---- Текст упражнения
Понимаете ли вы, мой возможный читатель, о каком заболевании и о каком лечении тут идет речь?
А речь тут идет о том, что не каждое русское сердце могло все же выдержать, глядя на бесчинства и кровавые зверства, которые прокатились тогда по деревням всей России. Видимо, некоторые люди в продотрядах проникались сочувствием к ограбленным и обрекаемым на голод крестьянам. Отряды, в которых заводились такие люди, и считались «заболевшими». И отправлялись, откуда были посланы «для отчета» и «лечения». Нетрудно догадаться о методах лечения и о лекарствах, которые их ждали.
Теперь остается сказать главное о продовольственной диктатуре, а именно сказать о том, на кого она распространялась, Владимир Ильич все время оперирует понятиями «кулаки», «деревенская буржуазия», но в одном месте он все же проговорился и таким образом поставил все точки над «и». Причем я не знаю, чего больше в этой его тираде – цинизма, ненависти и презрения к крестьянам или фанатизма, перерастающего в тупую и животную злобу. Речь пойдет о русском крестьянине, которому никто никогда не отказывал ни в уме, ни в смекалке, ни в живости характера, ни в чувстве собственного достоинства. Это о нем говорил аристократ Пушкин: «Посмотрите на русских крестьян, разве они похожи на рабов?» Это о русской крестьянке говорит Некрасов: «Есть женщины в русских селеньях… Посмотрит – рублем подарит… Коня на скаку остановит, в горящую избу войдет». Какие же слова нашел о русском крестьянине великий вождь всех трудящихся? Нам важно сейчас и это, но главным образом то, что Владимир Ильич откровенно наконец-то, единственный раз проговорился, против кого была направлена диктатура. Никаких кулаков, никакой деревенской буржуазии, все четко и ясно названо своим именем.
«Легко сказать: хлебная монополия, но надо подумать о том, что это значит. Это значит, что все излишки хлеба принадлежат государству. Это значит, что ни один пуд хлеба, который не надобен хозяйству крестьянина (а кто это решает? – В. С.), не надобен для поддержания его семьи и скота, не надобен для посева, – что всякий лишний пуд хлеба должен отбираться в руки государства. Надо, чтобы каждый лишний пуд хлеба был найден и привезен.
Откуда взять крестьянину сознание, которого сотни лет отупляли, которого грабили (но так еще никогда! – В. С.), заколачивали до тупоумия помещики и капиталисты, не давая ему никогда наесться досыта (а вот теперь решили накормить! – В. С.), – откуда ему взять сознание того, что такое хлебная монополия; откуда может взяться у десятков миллионов людей (не в кулаках, значит, дело! – В. С.), которых до сих пор питало государство только угнетением, только насилием, только чиновничьим разбоем и грабежом (да все же не бросало против него регулярных продовольственных армий! – В. С.), откуда взять понятие того, что такое рабоче-крестьянская власть (да уж! – В. С.), что хлеб, который является избыточным (и который во всем мире продается. – В. С.) и не перешедшим в руки государства, если он остается в руках владельца, так тот, кто его удерживает, – разбойник, эксплуататор, виновник мучительного голода рабочих Питера и Москвы? Откуда ему знать, когда его до сих пор держали в невежестве, когда в деревне его дело было только продавать хлеб, откуда ему взять это сознание?!
--------
Задания для выполнения →
1 - Переведите на английский язык следующее предложение из текста о продовольственной диктатуре: «Это значит, что все излишки хлеба принадлежат государству».
2 - Замените в тексте о продовольственной диктатуре «деревням» на «селам» и перепишите фрагмент от слов «Понимаете ли вы, мой» до слов «которые их ждали.».
---- Исходные данные
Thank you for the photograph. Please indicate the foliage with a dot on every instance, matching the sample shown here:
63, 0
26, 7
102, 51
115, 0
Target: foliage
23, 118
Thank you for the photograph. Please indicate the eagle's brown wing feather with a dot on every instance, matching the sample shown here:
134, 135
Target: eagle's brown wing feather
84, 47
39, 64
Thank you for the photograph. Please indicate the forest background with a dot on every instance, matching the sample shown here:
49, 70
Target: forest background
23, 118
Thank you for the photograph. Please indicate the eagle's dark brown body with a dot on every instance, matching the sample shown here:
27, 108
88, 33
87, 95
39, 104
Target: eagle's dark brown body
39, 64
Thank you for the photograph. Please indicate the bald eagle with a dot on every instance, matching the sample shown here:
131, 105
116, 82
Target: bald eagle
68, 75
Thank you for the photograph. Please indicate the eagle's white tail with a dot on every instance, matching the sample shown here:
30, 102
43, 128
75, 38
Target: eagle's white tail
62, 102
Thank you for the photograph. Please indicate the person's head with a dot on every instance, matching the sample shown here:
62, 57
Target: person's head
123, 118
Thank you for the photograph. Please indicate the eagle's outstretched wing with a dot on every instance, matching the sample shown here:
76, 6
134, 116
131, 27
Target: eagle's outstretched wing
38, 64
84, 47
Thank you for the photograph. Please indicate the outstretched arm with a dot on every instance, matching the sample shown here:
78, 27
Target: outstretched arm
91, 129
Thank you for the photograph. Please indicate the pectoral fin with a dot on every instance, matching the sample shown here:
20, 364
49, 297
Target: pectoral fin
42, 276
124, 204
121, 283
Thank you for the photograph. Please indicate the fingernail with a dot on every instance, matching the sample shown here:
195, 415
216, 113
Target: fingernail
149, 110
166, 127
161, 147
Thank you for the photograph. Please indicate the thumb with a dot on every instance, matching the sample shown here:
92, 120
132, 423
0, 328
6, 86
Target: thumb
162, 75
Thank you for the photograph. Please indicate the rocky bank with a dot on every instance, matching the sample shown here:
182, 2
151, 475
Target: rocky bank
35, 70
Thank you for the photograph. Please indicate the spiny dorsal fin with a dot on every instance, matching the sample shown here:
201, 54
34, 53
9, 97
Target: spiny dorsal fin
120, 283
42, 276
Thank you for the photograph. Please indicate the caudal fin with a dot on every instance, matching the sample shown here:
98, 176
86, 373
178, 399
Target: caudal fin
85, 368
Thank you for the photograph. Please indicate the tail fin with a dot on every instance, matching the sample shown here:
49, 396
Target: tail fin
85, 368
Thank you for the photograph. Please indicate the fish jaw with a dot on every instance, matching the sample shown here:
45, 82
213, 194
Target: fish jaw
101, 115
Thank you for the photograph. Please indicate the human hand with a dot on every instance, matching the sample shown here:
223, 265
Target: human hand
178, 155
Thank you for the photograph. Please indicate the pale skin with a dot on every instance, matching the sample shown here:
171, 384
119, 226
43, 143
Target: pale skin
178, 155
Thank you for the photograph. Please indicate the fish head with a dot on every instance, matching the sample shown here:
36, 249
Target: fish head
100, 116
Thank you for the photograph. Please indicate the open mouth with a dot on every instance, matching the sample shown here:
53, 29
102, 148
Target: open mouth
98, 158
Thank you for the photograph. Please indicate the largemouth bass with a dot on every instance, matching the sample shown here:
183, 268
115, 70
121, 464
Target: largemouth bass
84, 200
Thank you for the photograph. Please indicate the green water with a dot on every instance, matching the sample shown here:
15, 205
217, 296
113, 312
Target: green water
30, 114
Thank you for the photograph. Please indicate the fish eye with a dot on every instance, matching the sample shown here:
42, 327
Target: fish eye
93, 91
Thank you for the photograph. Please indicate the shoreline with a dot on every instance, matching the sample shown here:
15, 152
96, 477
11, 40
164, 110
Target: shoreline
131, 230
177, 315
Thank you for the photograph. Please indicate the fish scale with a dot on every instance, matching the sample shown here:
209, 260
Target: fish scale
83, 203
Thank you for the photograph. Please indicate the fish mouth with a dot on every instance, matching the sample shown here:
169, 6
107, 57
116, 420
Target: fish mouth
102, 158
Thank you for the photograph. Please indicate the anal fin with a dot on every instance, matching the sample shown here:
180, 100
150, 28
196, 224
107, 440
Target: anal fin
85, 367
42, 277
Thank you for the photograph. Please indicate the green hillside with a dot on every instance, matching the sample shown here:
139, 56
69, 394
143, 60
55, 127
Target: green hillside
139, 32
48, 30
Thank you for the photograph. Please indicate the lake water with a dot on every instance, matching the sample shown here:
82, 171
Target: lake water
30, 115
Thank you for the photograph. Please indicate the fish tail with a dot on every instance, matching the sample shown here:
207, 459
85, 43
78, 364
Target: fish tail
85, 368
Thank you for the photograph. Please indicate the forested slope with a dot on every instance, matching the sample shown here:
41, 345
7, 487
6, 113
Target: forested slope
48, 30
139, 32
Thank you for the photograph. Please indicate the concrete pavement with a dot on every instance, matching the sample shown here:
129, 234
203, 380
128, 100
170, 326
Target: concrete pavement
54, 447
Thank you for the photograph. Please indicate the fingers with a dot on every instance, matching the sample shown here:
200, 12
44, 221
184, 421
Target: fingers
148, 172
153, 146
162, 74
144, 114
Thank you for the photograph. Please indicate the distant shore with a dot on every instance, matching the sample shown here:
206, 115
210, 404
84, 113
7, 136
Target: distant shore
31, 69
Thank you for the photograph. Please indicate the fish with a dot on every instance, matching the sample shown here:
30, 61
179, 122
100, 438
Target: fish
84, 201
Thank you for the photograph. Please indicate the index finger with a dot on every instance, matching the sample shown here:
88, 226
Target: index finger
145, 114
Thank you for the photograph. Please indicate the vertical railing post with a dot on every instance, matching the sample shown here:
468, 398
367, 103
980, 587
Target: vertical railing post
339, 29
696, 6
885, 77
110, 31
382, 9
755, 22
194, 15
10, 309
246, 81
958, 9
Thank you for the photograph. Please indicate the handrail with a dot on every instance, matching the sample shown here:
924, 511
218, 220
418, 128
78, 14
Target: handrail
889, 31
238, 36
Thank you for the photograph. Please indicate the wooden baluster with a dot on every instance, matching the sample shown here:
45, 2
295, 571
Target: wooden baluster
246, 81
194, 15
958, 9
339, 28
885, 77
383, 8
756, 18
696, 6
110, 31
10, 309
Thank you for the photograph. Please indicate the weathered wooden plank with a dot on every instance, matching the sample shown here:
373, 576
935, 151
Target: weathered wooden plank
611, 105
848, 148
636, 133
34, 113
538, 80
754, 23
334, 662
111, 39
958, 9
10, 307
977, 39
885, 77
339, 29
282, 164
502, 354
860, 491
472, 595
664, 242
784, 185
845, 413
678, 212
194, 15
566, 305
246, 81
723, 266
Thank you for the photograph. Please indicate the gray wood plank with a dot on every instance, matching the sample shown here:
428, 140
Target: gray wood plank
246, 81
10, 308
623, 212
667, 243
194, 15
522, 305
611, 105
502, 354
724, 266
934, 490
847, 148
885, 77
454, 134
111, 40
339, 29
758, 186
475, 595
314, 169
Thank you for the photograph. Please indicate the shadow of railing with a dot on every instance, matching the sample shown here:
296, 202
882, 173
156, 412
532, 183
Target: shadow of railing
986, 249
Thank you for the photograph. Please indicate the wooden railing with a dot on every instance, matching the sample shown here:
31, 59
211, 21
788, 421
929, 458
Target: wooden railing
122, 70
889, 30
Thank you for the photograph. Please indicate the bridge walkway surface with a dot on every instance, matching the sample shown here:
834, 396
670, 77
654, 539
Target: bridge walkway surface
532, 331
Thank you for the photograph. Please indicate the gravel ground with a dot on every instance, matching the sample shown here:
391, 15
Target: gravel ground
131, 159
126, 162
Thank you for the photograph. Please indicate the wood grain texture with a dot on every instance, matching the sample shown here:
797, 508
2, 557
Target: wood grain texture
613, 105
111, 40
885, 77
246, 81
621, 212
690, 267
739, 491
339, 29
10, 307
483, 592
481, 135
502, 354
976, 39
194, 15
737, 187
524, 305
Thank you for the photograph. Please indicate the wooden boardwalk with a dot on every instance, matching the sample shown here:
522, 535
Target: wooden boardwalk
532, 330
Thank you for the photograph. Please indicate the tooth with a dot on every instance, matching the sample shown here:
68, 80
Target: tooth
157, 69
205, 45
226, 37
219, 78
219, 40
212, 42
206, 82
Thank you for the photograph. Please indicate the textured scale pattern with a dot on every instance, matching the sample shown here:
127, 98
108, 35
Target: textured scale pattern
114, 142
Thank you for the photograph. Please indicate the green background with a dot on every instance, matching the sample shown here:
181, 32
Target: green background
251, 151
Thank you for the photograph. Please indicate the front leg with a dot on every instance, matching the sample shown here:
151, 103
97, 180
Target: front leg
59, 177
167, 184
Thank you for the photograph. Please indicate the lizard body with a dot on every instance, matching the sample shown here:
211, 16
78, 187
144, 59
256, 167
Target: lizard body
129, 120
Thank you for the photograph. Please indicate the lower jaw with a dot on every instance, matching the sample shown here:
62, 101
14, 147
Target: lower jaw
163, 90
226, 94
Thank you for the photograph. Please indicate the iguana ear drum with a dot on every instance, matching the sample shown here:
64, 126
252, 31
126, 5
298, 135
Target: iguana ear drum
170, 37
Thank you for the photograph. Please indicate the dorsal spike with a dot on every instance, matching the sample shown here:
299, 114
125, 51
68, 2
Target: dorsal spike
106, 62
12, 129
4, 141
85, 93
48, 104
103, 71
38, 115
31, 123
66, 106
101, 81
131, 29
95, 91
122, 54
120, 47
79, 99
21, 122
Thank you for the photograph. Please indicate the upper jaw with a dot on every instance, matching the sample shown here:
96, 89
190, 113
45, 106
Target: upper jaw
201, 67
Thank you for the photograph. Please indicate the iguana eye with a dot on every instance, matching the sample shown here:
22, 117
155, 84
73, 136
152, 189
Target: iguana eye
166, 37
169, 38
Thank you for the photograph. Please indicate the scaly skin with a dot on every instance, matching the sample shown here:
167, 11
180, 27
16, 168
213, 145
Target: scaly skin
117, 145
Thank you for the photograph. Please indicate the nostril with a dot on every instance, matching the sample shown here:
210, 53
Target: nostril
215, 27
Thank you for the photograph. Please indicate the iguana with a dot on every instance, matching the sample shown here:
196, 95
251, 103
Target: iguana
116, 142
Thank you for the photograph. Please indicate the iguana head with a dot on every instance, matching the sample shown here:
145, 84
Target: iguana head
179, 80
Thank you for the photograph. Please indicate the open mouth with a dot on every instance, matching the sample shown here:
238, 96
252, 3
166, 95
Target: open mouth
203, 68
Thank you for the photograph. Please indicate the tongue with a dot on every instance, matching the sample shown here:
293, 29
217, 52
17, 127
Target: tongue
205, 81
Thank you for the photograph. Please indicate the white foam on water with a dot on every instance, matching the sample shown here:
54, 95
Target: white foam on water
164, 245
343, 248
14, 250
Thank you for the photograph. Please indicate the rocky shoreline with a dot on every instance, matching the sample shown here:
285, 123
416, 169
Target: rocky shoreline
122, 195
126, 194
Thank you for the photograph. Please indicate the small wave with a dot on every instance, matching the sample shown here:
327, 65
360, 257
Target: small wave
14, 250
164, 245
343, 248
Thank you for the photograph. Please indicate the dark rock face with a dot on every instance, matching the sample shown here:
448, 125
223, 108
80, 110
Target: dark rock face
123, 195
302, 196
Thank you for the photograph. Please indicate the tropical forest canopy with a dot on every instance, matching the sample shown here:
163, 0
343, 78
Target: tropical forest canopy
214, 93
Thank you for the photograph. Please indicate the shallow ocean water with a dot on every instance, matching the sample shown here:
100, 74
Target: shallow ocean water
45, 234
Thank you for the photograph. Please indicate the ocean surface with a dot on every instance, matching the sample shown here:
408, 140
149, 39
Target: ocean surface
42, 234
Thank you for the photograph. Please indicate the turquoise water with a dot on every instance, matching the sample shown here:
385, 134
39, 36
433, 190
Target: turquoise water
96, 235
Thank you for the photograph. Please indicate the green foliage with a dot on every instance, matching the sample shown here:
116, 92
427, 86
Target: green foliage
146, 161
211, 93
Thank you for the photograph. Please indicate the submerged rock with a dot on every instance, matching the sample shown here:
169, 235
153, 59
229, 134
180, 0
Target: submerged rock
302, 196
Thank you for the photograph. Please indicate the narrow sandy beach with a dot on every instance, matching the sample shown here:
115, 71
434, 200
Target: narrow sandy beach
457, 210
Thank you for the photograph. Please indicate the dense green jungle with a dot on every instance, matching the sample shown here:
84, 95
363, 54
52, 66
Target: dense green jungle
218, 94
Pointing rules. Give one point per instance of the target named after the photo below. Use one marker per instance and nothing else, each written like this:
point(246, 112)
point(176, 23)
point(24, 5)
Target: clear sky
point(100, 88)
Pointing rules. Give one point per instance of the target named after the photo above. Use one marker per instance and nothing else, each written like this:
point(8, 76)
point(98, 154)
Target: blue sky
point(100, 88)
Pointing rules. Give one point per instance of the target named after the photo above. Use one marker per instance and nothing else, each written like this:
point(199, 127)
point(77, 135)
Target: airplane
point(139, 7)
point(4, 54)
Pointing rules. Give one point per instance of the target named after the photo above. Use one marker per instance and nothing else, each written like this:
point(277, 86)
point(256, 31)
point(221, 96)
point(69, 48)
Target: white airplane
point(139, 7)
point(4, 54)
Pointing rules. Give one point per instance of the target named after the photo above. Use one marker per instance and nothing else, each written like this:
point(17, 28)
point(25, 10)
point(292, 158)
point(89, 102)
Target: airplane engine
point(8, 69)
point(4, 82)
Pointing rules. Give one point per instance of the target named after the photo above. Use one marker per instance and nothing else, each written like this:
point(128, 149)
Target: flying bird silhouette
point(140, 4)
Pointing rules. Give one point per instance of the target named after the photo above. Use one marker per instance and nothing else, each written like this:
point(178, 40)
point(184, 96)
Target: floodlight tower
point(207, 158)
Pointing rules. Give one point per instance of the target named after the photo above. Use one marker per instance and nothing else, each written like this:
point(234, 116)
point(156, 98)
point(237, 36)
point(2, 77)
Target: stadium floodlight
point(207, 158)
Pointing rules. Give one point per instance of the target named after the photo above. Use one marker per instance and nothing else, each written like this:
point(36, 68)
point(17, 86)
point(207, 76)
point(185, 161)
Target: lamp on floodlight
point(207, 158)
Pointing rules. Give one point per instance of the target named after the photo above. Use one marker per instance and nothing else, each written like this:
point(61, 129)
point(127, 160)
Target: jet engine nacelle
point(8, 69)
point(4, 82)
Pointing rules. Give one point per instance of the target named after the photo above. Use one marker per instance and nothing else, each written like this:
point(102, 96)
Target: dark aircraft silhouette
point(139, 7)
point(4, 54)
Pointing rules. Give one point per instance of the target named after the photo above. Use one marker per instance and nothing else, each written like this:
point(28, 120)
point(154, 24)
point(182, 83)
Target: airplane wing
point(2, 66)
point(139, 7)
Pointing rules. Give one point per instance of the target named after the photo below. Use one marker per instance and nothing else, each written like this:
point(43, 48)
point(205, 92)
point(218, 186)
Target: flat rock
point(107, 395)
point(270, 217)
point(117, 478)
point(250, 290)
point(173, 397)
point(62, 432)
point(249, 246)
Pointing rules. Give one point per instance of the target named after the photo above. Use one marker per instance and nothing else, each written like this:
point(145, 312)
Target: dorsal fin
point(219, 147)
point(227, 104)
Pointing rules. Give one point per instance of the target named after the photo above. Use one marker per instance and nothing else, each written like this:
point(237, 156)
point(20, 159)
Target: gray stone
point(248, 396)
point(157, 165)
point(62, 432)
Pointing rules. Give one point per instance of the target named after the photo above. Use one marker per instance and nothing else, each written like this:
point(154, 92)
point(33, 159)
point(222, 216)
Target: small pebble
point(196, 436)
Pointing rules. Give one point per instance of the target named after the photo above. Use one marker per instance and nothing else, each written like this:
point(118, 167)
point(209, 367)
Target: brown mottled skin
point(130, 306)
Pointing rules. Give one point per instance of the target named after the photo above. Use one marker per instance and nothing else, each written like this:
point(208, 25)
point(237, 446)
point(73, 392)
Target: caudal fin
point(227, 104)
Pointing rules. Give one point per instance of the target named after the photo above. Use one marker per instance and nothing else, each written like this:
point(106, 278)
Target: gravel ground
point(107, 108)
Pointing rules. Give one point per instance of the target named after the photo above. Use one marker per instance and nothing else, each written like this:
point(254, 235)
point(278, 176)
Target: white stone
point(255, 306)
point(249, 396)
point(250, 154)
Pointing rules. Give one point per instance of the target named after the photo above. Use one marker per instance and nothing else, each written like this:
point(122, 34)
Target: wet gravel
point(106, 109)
--------
Решения заданий →
1 - This means that all surplus grain belongs to the state.

2 -
Понимаете ли вы, мой возможный читатель, о каком заболевании и о каком лечении тут идет речь?
А речь тут идет о том, что не каждое русское сердце могло все же выдержать, глядя на бесчинства и кровавые зверства, которые прокатились тогда по селам всей России. Видимо, некоторые люди в продотрядах проникались сочувствием к ограбленным и обрекаемым на голод крестьянам. Отряды, в которых заводились такие люди, и считались «заболевшими». И отправлялись, откуда были посланы «для отчета» и «лечения». Нетрудно догадаться о методах лечения и о лекарствах, которые их ждали.